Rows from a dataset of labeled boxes
━━━━━━━━

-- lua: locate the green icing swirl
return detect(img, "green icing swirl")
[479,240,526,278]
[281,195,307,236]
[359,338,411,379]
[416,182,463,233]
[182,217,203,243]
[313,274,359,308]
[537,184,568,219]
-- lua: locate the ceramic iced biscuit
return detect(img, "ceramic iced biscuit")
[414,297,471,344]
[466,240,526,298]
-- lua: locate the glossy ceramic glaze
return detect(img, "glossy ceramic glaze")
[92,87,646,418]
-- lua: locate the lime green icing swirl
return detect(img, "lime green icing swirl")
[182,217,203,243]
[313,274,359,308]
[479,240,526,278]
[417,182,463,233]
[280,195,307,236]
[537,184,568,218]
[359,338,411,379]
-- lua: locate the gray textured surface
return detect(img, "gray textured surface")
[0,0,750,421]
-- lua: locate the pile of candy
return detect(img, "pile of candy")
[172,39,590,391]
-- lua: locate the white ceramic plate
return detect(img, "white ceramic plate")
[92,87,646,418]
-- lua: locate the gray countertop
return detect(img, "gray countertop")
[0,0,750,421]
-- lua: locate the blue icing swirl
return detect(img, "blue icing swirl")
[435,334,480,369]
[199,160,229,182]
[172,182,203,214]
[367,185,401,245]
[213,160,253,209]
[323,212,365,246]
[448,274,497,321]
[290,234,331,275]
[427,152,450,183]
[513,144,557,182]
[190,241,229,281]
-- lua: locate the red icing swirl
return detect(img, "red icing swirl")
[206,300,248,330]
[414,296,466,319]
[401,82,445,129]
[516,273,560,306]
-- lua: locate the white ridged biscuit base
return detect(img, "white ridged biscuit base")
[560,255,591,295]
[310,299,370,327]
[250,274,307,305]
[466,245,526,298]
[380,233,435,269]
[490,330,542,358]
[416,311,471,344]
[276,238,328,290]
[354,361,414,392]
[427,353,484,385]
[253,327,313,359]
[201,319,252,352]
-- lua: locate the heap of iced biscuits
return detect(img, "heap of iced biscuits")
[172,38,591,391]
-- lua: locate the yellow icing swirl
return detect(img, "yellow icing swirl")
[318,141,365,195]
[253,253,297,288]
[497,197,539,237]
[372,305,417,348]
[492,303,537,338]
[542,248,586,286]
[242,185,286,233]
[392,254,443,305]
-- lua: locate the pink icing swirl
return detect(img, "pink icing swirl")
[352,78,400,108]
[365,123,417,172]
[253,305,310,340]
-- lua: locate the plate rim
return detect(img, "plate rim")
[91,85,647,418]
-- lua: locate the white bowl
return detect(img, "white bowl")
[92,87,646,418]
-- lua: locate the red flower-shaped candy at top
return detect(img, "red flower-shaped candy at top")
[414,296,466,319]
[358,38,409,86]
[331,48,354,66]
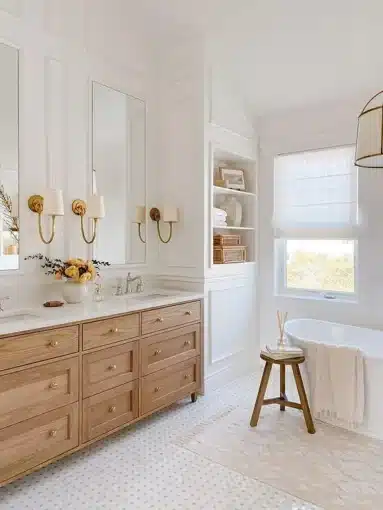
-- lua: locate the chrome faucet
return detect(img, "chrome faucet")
[125,273,144,294]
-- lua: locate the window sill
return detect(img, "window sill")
[274,292,359,305]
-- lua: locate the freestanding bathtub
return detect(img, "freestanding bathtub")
[285,319,383,439]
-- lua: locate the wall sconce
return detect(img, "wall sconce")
[11,195,20,232]
[72,195,105,244]
[134,205,146,243]
[149,206,178,244]
[28,189,64,244]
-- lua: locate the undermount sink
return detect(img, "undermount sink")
[0,312,38,324]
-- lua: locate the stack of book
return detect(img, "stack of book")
[262,345,303,360]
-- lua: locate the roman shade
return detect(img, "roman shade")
[274,146,358,239]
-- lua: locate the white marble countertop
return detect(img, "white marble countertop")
[0,289,204,337]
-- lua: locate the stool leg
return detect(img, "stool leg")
[250,361,273,427]
[279,365,286,411]
[291,365,315,434]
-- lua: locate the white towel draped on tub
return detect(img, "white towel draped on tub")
[305,342,364,428]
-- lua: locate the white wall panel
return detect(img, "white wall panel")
[0,0,24,17]
[208,283,253,365]
[44,57,70,257]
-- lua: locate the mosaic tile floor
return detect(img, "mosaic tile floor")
[0,377,338,510]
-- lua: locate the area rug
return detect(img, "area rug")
[177,406,383,510]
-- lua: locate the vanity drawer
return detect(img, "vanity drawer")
[140,324,201,375]
[0,326,79,370]
[83,381,138,442]
[141,358,201,414]
[0,357,79,429]
[82,313,140,350]
[142,301,201,335]
[82,341,138,397]
[0,403,79,483]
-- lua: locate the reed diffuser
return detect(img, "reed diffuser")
[277,310,288,349]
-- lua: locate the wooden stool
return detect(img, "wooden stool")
[250,354,315,434]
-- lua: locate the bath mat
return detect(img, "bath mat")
[177,407,383,510]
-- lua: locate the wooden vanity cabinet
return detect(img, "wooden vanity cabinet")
[0,300,203,487]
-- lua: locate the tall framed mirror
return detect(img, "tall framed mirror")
[92,82,146,265]
[0,43,20,271]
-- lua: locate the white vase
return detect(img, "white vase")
[220,197,242,227]
[63,280,88,304]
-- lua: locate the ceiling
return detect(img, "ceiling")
[116,0,383,114]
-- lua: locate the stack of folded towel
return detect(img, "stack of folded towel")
[213,207,227,227]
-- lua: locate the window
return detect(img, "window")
[274,147,358,298]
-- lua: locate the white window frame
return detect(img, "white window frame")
[274,238,359,303]
[274,145,359,303]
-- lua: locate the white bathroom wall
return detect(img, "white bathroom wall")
[0,0,152,306]
[157,37,256,389]
[259,96,383,345]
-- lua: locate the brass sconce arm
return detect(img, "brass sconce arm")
[149,207,174,244]
[72,199,98,244]
[137,223,146,244]
[39,213,56,244]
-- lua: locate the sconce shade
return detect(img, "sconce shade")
[162,205,178,223]
[12,195,19,218]
[43,189,64,216]
[355,91,383,168]
[86,195,105,218]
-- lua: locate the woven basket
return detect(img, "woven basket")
[214,234,241,246]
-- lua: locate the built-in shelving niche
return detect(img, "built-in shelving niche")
[210,148,257,271]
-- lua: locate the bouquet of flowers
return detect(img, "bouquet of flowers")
[25,253,110,283]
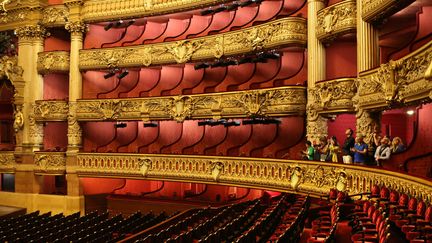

━━━━━━━━

■ TO DO ■
Give the items as a JSON list of strings, one string per line, omitting blank lines and covering every item. Leave the pictures out of the answer.

■ RESPONSE ■
[
  "-- lua: locate the green icing swirl",
  "return detect(img, \"green icing swirl\")",
  "[479,240,526,278]",
  "[281,195,307,236]",
  "[359,338,411,379]",
  "[416,182,463,233]",
  "[182,217,203,243]",
  "[313,274,359,308]",
  "[537,184,568,219]",
  "-- lua: locate the ceramic iced biscuit",
  "return detect(img, \"ceramic iced biscuit\")",
  "[414,297,471,344]",
  "[466,240,526,298]",
  "-- lua: locate the glossy ceramic glaze",
  "return detect(img, \"glossy ceramic glaze\")",
  "[92,87,646,418]",
  "-- lua: locate the lime green icing swirl",
  "return detect(img, \"lime green icing swirl\")",
  "[182,217,203,243]",
  "[313,274,359,308]",
  "[479,240,526,278]",
  "[417,182,463,233]",
  "[280,195,307,236]",
  "[537,184,568,218]",
  "[359,338,411,379]",
  "-- lua: locate the gray textured surface",
  "return detect(img, \"gray textured surface\")",
  "[0,0,750,421]",
  "-- lua: locate the pile of candy",
  "return detect(img, \"pile of candy\")",
  "[172,39,590,391]",
  "-- lua: locate the white ceramic plate",
  "return detect(img, \"white ceramic plate\")",
  "[92,87,646,418]",
  "-- lua: locate the gray countertop",
  "return detect(img, \"gray countertop\")",
  "[0,0,750,421]",
  "-- lua: locate the blue icing swirl",
  "return detect(img, \"blue icing swirl\")",
  "[435,334,480,369]",
  "[199,160,229,182]",
  "[172,182,203,214]",
  "[367,185,401,245]",
  "[213,160,253,209]",
  "[323,212,365,246]",
  "[448,274,497,321]",
  "[290,234,331,275]",
  "[427,152,450,183]",
  "[513,144,557,182]",
  "[190,241,229,281]",
  "-- lua: locate the red icing swirl",
  "return detect(img, \"red icing swirl\")",
  "[206,300,248,330]",
  "[414,296,466,319]",
  "[401,82,445,129]",
  "[516,273,560,306]",
  "-- lua: locate the white ridged biscuit base",
  "return detect(img, \"white ridged biscuit base\")",
  "[560,255,591,295]",
  "[310,299,370,327]",
  "[250,274,307,305]",
  "[466,245,526,298]",
  "[380,233,435,269]",
  "[490,330,542,358]",
  "[416,311,471,344]",
  "[276,238,328,290]",
  "[354,361,414,392]",
  "[427,353,484,385]",
  "[253,327,313,359]",
  "[201,319,252,352]",
  "-- lua: locate the heap of iced biscuits",
  "return detect(img, \"heap of iced biscuits\")",
  "[172,38,591,391]",
  "-- lua: locate the yellow icing swirl",
  "return detect(img, \"yellow icing swirl\")",
  "[318,141,365,195]",
  "[253,253,297,288]",
  "[497,197,539,237]",
  "[372,305,417,348]",
  "[492,303,537,338]",
  "[542,248,586,286]",
  "[242,185,286,233]",
  "[392,254,443,305]",
  "-- lua: locate the pink icing swirl",
  "return detect(img, \"pink icing swirl\")",
  "[352,78,400,108]",
  "[365,123,417,172]",
  "[253,305,310,340]",
  "-- lua: locate the plate rim",
  "return detect(img, \"plate rim\")",
  "[91,85,647,418]",
  "-- lua: locate the white bowl",
  "return detect(img, \"white bowl\")",
  "[92,87,646,418]",
  "-- lua: locate the red flower-shaped candy at top",
  "return detect(img, \"red flower-shaped candy at top\")",
  "[414,296,466,319]",
  "[358,38,409,86]",
  "[331,48,354,66]",
  "-- lua: locate the chrome faucet",
  "return detect(img, \"chrome faucet\")",
  "[125,273,144,294]",
  "-- lua: locate the window sill",
  "return detect(img, \"window sill\")",
  "[274,292,359,305]",
  "-- lua: locate the freestanding bathtub",
  "return detect(img, \"freestanding bathtub\")",
  "[285,319,383,439]",
  "-- lua: locate the wall sconce",
  "return detect(img, \"wall sconce\")",
  "[11,195,20,232]",
  "[72,195,105,244]",
  "[134,205,146,243]",
  "[149,206,178,244]",
  "[28,189,64,244]",
  "-- lua: locate the undermount sink",
  "return detect(img, \"undermount sink\")",
  "[0,312,38,324]",
  "-- lua: locate the stack of book",
  "return detect(img, \"stack of book\")",
  "[262,345,303,360]",
  "-- lua: locate the roman shade",
  "return detect(img, \"roman shade\")",
  "[274,146,358,239]",
  "-- lua: locate the white marble countertop",
  "return detect(img, \"white marble countertop\")",
  "[0,289,204,337]",
  "-- lua: locate the stool leg",
  "return detect(img, \"stool leg\")",
  "[250,361,273,427]",
  "[279,365,286,411]",
  "[291,365,315,434]",
  "-- lua: locate the white towel draped on tub",
  "return detect(img, \"white towel draped on tub\")",
  "[305,342,364,428]",
  "-- lua: locate the white wall panel",
  "return detect(img, \"white wall panel\")",
  "[0,0,24,17]",
  "[208,283,253,365]",
  "[44,57,70,257]",
  "-- lua: locate the mosaic tile floor",
  "return detect(img, \"mosaic tile floor\")",
  "[0,377,338,510]",
  "-- lua: locate the area rug",
  "return detect(img, \"area rug\")",
  "[177,406,383,510]",
  "-- lua: locate the vanity drawer",
  "return detect(img, \"vanity drawer\")",
  "[140,324,201,375]",
  "[0,326,79,370]",
  "[83,381,138,442]",
  "[141,358,201,414]",
  "[0,357,79,429]",
  "[82,313,140,350]",
  "[142,301,201,335]",
  "[82,341,138,397]",
  "[0,403,79,483]",
  "-- lua: locate the reed diffuser",
  "return detect(img, \"reed diffuser\")",
  "[277,310,288,349]",
  "-- lua: locate the wooden stool",
  "return detect(img, \"wooden stool\")",
  "[250,354,315,434]",
  "-- lua: locate the bath mat",
  "return detect(img, \"bath mat\")",
  "[177,407,383,510]",
  "-- lua: locate the wooden vanity cabinet",
  "return detect(img, \"wooden vanity cabinet\")",
  "[0,300,203,487]",
  "-- lua: locate the tall framed mirror",
  "return detect(img, \"tall framed mirror\")",
  "[92,82,146,265]",
  "[0,43,20,271]",
  "-- lua: locate the white vase",
  "return detect(img, \"white vase\")",
  "[220,197,242,227]",
  "[63,280,88,304]",
  "-- lua: locate the ceiling",
  "return detect(img, \"ceiling\")",
  "[116,0,383,114]",
  "-- lua: locate the stack of folded towel",
  "return detect(img, \"stack of folded towel\")",
  "[213,207,227,227]",
  "-- lua: locate the window",
  "return detect(img, \"window\")",
  "[274,147,358,298]",
  "-- lua: locate the white window frame",
  "return detect(img, \"white window frame\")",
  "[274,238,359,303]",
  "[274,145,359,303]",
  "-- lua: locate the white bathroom wall",
  "return detect(img, \"white bathroom wall\")",
  "[0,0,152,306]",
  "[157,37,256,389]",
  "[259,96,383,345]",
  "-- lua: locate the brass sconce arm",
  "return detect(img, \"brass sconce arm\")",
  "[149,207,174,244]",
  "[72,199,98,244]",
  "[137,223,146,244]",
  "[39,213,56,244]",
  "-- lua: locate the sconce shade",
  "return detect(img, \"sconce shade\")",
  "[162,205,178,223]",
  "[12,195,19,218]",
  "[43,189,64,216]",
  "[355,91,383,168]",
  "[86,195,105,218]",
  "-- lua: locate the woven basket",
  "return detect(img, \"woven basket\")",
  "[214,234,241,246]",
  "-- lua: locate the built-in shelving niche",
  "return detect(img, \"built-in shelving niche\")",
  "[210,148,257,271]",
  "-- lua: locate the bouquet of flowers",
  "return detect(img, \"bouquet of flowers\")",
  "[25,253,110,283]"
]